Information given:
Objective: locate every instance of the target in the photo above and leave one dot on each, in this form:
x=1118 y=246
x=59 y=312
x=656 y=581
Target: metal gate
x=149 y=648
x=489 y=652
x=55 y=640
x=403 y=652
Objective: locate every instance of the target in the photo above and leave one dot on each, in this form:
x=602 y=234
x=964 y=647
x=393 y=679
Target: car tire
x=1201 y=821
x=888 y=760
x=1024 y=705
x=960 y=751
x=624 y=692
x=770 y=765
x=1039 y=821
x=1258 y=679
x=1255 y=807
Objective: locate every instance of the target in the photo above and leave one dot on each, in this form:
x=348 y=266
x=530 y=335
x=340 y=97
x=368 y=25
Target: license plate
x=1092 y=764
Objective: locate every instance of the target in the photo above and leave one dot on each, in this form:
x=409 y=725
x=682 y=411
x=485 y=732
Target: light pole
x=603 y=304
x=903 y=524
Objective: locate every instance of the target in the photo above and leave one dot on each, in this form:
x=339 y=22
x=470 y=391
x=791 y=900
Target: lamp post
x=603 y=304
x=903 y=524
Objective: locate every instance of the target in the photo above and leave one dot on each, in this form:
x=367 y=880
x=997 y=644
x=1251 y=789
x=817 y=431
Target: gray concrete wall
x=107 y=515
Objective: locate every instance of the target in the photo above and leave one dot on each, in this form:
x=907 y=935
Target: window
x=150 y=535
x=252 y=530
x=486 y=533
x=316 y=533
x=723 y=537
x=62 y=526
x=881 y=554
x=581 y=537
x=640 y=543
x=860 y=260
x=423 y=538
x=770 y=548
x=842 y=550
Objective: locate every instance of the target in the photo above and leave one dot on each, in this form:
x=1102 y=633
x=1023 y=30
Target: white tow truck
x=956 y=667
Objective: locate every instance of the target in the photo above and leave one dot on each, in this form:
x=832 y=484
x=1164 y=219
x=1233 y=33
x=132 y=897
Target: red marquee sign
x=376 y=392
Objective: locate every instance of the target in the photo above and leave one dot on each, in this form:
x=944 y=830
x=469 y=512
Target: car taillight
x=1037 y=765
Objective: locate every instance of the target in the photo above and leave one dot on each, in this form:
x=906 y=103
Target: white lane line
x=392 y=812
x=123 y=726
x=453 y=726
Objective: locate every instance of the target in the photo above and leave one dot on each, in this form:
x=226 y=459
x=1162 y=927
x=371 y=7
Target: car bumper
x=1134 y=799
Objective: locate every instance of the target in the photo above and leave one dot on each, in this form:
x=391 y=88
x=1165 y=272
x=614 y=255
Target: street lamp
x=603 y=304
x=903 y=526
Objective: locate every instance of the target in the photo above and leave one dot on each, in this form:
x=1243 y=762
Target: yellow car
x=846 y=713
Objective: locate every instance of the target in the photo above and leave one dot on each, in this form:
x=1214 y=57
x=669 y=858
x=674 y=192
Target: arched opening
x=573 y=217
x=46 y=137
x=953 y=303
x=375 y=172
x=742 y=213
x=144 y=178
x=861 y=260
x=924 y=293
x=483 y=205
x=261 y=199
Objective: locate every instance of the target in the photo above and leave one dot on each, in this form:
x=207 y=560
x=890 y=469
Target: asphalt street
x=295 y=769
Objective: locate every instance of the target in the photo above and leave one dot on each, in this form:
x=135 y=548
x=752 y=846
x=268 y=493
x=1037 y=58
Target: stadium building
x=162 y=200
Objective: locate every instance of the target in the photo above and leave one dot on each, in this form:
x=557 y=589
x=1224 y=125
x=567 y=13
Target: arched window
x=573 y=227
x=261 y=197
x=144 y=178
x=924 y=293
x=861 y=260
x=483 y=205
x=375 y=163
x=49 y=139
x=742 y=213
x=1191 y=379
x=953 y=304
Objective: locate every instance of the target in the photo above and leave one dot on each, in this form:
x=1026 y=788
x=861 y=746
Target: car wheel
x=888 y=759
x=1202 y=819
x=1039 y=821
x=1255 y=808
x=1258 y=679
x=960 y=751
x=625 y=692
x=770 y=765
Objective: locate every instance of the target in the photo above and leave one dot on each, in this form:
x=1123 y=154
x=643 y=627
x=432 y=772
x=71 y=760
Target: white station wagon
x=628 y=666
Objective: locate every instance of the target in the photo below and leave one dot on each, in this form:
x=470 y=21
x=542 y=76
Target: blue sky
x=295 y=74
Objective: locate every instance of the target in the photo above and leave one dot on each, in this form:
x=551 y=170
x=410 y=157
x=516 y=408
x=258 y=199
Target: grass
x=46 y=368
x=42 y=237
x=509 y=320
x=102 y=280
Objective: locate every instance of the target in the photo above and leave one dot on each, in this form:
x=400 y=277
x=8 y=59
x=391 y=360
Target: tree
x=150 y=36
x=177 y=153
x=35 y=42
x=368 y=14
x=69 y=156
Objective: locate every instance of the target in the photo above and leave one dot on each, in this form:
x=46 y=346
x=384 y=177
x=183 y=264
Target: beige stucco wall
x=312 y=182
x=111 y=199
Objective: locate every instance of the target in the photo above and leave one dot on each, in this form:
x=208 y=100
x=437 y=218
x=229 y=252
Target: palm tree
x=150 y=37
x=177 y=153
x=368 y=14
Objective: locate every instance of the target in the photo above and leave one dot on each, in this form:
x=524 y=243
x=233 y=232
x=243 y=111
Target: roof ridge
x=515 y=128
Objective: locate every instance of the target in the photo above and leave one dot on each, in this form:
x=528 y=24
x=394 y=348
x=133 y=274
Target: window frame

Work task:
Take the records above and return them exactly as written.

Completed exercise:
Objective: locate every instance of the target in the photo above and leave one dot on each, in this form:
x=1118 y=246
x=59 y=312
x=656 y=581
Target: metal gate
x=149 y=648
x=489 y=652
x=55 y=640
x=403 y=652
Objective: locate every instance of the target in the photo above and leave one dot on each, in this form:
x=602 y=234
x=964 y=647
x=393 y=679
Target: car tire
x=1201 y=821
x=888 y=760
x=1024 y=705
x=960 y=751
x=624 y=692
x=770 y=765
x=1039 y=821
x=1258 y=679
x=1255 y=807
Objective: locate every instance of the target in the photo above and leave one dot on each, in this form:
x=348 y=266
x=530 y=335
x=340 y=97
x=368 y=25
Target: license plate
x=1092 y=764
Objective: locate every instance of the target in the photo above and leave one dot on each, in this form:
x=409 y=725
x=682 y=411
x=485 y=732
Target: light pole
x=603 y=304
x=903 y=524
Objective: locate every instance of the target in the photo above and leave one dot on each, in this form:
x=339 y=22
x=470 y=391
x=791 y=900
Target: lamp post
x=603 y=304
x=903 y=524
Objective: locate every instance of the target in the photo above and leave one dot on each, in this form:
x=367 y=880
x=997 y=644
x=1251 y=789
x=817 y=431
Target: gray concrete wall
x=107 y=515
Objective: locate every instance of the target in the photo above and leave one dot on each, in this form:
x=907 y=935
Target: window
x=150 y=535
x=252 y=530
x=486 y=533
x=316 y=533
x=723 y=537
x=62 y=526
x=881 y=554
x=581 y=537
x=640 y=543
x=860 y=260
x=423 y=538
x=770 y=548
x=842 y=550
Objective: locate every instance of the target in the photo above and leave one dot on each, in this form:
x=1102 y=633
x=1023 y=30
Target: white tow truck
x=956 y=667
Objective: locate every instance of the target in the photo above and leave one dot on each, in this form:
x=832 y=484
x=1164 y=219
x=1233 y=33
x=132 y=897
Target: red marquee sign
x=376 y=392
Objective: locate every instance of the target in the photo above and leave one dot on each, in this form:
x=944 y=830
x=469 y=512
Target: car taillight
x=1037 y=765
Objective: locate every instance of the target in the photo above and leave one dot on each, in this form:
x=906 y=103
Target: white lane line
x=392 y=812
x=123 y=726
x=453 y=726
Objective: locate every instance of the target in the photo above and leave one dot on each, in this form:
x=226 y=459
x=1162 y=927
x=371 y=7
Target: car bumper
x=1134 y=799
Objective: locate every instance of the target in the photo above and leave one dot on each, in this form:
x=391 y=88
x=1165 y=272
x=614 y=255
Target: street lamp
x=603 y=304
x=903 y=526
Objective: locate every instance of the target in the photo above and leave one dot on each, in this form:
x=1243 y=762
Target: yellow car
x=846 y=713
Objective: locate every instance of the target in the photo above and leave one dot on each, in this form:
x=1214 y=57
x=669 y=858
x=674 y=192
Target: arched opening
x=573 y=217
x=46 y=137
x=953 y=303
x=375 y=172
x=742 y=213
x=144 y=178
x=861 y=260
x=924 y=293
x=483 y=205
x=261 y=199
Objective: locate every instance of the target in the photo above and leave one dot on each, in this form:
x=207 y=560
x=890 y=469
Target: asphalt street
x=295 y=769
Objective: locate every instance of the target in the photo above and leave one dot on each, in this form:
x=135 y=548
x=752 y=846
x=268 y=493
x=1037 y=58
Target: stadium building
x=162 y=200
Objective: locate every instance of the target in the photo above and leave one dot on each, in this form:
x=557 y=589
x=1224 y=125
x=567 y=13
Target: arched window
x=573 y=227
x=261 y=197
x=144 y=178
x=924 y=293
x=861 y=260
x=483 y=205
x=375 y=163
x=49 y=139
x=742 y=213
x=1191 y=379
x=953 y=304
Objective: locate every instance of the target in the photo above and leave one dot on each, in this form:
x=1026 y=788
x=861 y=746
Target: car wheel
x=888 y=759
x=1202 y=819
x=1039 y=821
x=1255 y=808
x=1258 y=679
x=960 y=751
x=625 y=692
x=770 y=765
Objective: locate every instance of the target in the photo above and leave one dot on each, in this form:
x=1123 y=154
x=643 y=627
x=432 y=772
x=71 y=760
Target: white station wagon
x=628 y=666
Objective: locate every instance of the target in the photo below and leave one dot on each, in this form:
x=470 y=21
x=542 y=76
Target: blue sky
x=295 y=74
Objective: locate every instance of the target in the photo above and leave one dot on each, in this form:
x=551 y=170
x=410 y=157
x=516 y=408
x=258 y=199
Target: grass
x=46 y=368
x=42 y=237
x=509 y=320
x=102 y=280
Objective: locate every instance of the target in the photo above and leave one dot on each, in this form:
x=400 y=277
x=8 y=59
x=391 y=360
Target: tree
x=150 y=36
x=177 y=153
x=35 y=42
x=368 y=14
x=69 y=156
Objective: locate every instance of the target in the photo above and leave one dot on each, in this form:
x=46 y=346
x=384 y=177
x=183 y=264
Target: beige stucco wall
x=312 y=182
x=111 y=199
Objective: locate every instance of the target in the photo above and leave one dot on each, in this form:
x=208 y=100
x=437 y=218
x=229 y=252
Target: palm tree
x=150 y=37
x=177 y=153
x=368 y=14
Objective: locate every instance of the target in the photo above and leave one dot on each, in this form:
x=524 y=243
x=233 y=232
x=243 y=111
Target: roof ridge
x=515 y=128
Objective: locate every instance of the target in the photo above and leave one dot on each, in this form:
x=528 y=24
x=394 y=348
x=133 y=274
Target: window frame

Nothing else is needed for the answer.